Text to read>
** Begin **

As most of you also experienced, we got our first winter storm quite early this year.On the night of November 15th, vineyards received anywhere from 6 to 12 inches of snow, depending on their location. This snow gives the vineyard team some mixed feelings. At this point in the year, it provides insulation for the soil to keep it from freezing. On the other hand, the soil not freezing at this time of year makes it difficult to bring equipment into the vineyards to finish hilling up and trellis work. (Hilling up is when dirt is gathered around the base of the vine to provide further insulation.)

Soon, bud gathering will commence. The vineyard teams gather buds to check for damage. Though it’s too early to see any winter damage from the cold, they’d be checking to see how they “came through” the summer and fall seasons. Pruning begins soon with the most cold-hardy grapes, such as Catawba, then moving to varieties like Cayuga and Seyval Blanc, saving the most cold sensitive for last, like Chardonnay, Riesling, and Cabernet Franc. Those varieties are pruned soon after the extreme winter temperatures have passed.

The Cayuga Lake Wine Trail is open year-round, though some wineries cut their hours back to accommodate the slower traffic season. This is dubbed as the “off-season,” and here in the office, we also call it “event season.” Our last event of the year, Holiday Shopping Spree, is also the start of all our event prep, with Mardi Gras to follow in February, Bacon on the Lakein in March, and the Wine & Herb Festival in April and May. While the wineries wind down from a busy summer, our office kicks it into high gear. Stay tuned for some new, fun stuff coming from us in 2019!

** End **

[Region annotation entries]
** Begin **

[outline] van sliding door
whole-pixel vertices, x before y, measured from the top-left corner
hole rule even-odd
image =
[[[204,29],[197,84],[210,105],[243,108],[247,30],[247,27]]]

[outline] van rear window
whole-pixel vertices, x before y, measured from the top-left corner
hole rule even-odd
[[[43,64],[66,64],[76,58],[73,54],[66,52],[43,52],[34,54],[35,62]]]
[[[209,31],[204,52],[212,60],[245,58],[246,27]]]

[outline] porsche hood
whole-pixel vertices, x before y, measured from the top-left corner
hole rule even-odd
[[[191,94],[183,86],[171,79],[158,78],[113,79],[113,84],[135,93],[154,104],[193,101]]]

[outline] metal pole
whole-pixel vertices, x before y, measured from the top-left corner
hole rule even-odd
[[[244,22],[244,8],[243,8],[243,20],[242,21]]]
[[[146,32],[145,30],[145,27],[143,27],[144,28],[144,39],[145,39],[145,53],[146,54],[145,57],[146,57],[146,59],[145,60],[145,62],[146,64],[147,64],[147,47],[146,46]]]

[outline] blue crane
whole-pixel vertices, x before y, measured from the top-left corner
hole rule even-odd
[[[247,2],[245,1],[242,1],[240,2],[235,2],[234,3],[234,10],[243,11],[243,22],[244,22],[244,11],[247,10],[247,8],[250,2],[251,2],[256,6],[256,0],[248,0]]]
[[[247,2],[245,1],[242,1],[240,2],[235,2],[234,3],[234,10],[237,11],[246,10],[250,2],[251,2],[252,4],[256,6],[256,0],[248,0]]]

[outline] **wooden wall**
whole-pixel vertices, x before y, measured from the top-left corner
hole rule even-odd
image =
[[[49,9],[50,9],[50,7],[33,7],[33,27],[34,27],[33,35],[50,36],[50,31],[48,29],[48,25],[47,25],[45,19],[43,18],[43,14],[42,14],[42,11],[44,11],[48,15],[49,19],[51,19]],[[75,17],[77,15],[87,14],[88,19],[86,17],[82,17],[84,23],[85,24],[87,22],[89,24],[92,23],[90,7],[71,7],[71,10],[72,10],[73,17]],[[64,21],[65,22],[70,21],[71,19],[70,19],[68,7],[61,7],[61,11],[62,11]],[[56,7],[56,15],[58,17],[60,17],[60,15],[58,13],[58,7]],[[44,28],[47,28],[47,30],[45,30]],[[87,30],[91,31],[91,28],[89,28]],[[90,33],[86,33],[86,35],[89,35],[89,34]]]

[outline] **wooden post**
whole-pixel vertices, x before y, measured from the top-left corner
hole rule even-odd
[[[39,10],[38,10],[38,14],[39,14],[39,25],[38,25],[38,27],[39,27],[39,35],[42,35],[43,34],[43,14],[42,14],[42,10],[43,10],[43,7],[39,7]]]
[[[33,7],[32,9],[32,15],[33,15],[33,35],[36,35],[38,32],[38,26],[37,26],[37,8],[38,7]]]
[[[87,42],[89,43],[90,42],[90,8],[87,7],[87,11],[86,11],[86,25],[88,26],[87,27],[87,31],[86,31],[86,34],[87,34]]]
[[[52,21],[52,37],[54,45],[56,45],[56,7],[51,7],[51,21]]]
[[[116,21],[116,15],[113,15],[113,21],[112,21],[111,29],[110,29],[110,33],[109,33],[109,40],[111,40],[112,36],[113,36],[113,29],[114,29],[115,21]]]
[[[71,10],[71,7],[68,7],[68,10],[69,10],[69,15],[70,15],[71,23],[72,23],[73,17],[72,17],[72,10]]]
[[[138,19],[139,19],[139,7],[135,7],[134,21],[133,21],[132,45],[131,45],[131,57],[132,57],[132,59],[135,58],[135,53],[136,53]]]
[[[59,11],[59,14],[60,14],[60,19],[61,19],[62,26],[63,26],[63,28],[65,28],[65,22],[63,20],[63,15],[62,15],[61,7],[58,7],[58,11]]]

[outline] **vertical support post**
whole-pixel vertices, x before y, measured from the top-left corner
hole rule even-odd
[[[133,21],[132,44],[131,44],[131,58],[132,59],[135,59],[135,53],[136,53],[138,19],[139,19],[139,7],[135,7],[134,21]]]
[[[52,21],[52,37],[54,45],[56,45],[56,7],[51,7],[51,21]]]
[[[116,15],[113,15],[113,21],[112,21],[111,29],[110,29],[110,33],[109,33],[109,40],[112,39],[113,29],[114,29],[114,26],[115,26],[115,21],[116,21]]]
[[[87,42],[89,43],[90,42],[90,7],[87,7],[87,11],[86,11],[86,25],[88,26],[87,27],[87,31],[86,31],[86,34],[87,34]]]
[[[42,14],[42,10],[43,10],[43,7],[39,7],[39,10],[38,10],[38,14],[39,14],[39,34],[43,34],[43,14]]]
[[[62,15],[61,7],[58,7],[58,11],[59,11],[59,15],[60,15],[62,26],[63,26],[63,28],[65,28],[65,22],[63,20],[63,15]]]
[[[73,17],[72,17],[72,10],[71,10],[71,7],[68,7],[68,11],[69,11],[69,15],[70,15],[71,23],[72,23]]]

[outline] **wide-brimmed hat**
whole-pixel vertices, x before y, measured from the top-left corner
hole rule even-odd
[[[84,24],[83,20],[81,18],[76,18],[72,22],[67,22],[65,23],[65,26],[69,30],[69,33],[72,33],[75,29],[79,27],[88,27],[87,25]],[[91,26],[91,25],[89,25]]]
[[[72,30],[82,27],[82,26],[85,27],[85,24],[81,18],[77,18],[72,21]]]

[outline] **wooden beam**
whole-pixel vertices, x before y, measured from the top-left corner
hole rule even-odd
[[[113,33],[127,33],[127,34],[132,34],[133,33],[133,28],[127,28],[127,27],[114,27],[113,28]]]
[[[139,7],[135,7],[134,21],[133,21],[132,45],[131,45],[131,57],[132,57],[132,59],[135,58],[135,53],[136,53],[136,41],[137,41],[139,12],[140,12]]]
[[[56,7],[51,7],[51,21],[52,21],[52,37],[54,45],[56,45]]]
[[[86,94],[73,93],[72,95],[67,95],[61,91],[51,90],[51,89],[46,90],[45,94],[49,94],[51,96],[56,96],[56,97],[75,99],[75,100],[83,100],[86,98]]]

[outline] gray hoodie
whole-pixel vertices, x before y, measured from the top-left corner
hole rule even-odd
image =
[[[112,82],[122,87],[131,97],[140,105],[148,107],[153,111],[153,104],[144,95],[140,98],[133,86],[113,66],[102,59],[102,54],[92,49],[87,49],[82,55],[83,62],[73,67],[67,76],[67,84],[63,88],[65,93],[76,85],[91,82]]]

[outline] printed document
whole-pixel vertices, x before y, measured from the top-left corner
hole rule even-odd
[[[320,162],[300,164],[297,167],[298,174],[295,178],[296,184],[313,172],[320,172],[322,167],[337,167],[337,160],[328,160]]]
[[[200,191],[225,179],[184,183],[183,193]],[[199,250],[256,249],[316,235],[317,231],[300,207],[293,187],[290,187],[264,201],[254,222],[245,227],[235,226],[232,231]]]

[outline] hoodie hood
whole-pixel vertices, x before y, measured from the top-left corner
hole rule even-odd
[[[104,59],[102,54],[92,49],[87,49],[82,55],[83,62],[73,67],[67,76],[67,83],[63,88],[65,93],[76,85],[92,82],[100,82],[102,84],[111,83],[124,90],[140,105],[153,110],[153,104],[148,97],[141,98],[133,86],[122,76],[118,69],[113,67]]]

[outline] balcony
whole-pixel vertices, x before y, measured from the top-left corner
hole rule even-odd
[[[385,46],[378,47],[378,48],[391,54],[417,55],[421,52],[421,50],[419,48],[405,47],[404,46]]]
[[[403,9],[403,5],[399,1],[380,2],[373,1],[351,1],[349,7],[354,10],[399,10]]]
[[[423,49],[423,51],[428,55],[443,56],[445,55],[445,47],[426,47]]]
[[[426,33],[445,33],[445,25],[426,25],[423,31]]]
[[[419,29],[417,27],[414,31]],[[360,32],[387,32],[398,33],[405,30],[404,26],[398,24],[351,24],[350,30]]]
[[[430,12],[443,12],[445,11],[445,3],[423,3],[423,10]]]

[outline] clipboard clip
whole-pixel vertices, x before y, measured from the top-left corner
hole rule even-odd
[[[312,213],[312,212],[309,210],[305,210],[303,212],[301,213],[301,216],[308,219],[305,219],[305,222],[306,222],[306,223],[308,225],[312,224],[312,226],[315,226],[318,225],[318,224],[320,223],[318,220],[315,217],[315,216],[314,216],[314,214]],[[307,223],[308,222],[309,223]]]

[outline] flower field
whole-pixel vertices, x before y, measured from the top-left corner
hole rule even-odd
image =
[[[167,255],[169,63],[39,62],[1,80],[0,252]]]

** End **

Required tasks>
A: Using the vineyard update, answer each question on its own line:
(i) How much snow did vineyards receive on the night of November 15th?
(ii) Which grape is named as an example of the most cold-hardy grapes, pruned first?
(iii) In which month does Mardi Gras follow the Holiday Shopping Spree?
B: Copy out the passage of the vineyard update between "As most of you" and "provide further insulation.)", inclusive.
None of the records is required for the work that follows.

Results for the exercise>
A:
(i) Anywhere from 6 to 12 inches, depending on their location.
(ii) Catawba.
(iii) February.

B:
As most of you also experienced, we got our first winter storm quite early this year.On the night of November 15th, vineyards received anywhere from 6 to 12 inches of snow, depending on their location. This snow gives the vineyard team some mixed feelings. At this point in the year, it provides insulation for the soil to keep it from freezing. On the other hand, the soil not freezing at this time of year makes it difficult to bring equipment into the vineyards to finish hilling up and trellis work. (Hilling up is when dirt is gathered around the base of the vine to provide further insulation.)